## Begin Rows
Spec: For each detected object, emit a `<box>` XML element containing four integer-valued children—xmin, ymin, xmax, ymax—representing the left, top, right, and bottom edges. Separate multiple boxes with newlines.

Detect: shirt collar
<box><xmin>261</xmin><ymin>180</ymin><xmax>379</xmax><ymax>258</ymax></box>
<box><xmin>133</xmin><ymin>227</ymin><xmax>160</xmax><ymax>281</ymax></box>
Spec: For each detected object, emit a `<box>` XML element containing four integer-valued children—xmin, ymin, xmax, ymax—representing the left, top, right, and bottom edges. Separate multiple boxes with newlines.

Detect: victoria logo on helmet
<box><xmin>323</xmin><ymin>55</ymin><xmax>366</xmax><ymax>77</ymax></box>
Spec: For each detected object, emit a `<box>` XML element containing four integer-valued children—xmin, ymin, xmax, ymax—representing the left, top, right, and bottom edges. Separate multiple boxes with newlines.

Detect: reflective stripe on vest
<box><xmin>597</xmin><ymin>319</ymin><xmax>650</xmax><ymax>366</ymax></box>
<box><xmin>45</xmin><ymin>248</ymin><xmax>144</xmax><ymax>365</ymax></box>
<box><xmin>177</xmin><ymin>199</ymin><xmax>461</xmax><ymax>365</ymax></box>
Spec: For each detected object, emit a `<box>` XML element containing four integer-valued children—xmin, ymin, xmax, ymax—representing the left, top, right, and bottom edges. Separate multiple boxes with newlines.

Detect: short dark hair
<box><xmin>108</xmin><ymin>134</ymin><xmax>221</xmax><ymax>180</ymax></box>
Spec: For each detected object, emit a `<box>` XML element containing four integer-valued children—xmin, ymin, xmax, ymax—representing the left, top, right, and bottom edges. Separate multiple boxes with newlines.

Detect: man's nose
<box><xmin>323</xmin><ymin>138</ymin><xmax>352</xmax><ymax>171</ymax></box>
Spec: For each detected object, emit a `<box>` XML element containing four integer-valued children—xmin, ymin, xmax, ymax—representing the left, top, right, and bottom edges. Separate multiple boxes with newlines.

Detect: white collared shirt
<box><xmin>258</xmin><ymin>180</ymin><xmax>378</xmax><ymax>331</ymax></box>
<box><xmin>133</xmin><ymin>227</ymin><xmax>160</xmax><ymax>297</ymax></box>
## End Rows
▸ **What is expected**
How many lines of the data above contain the string "shirt", with case counting? Reply with the number alone.

▸ **Answer**
2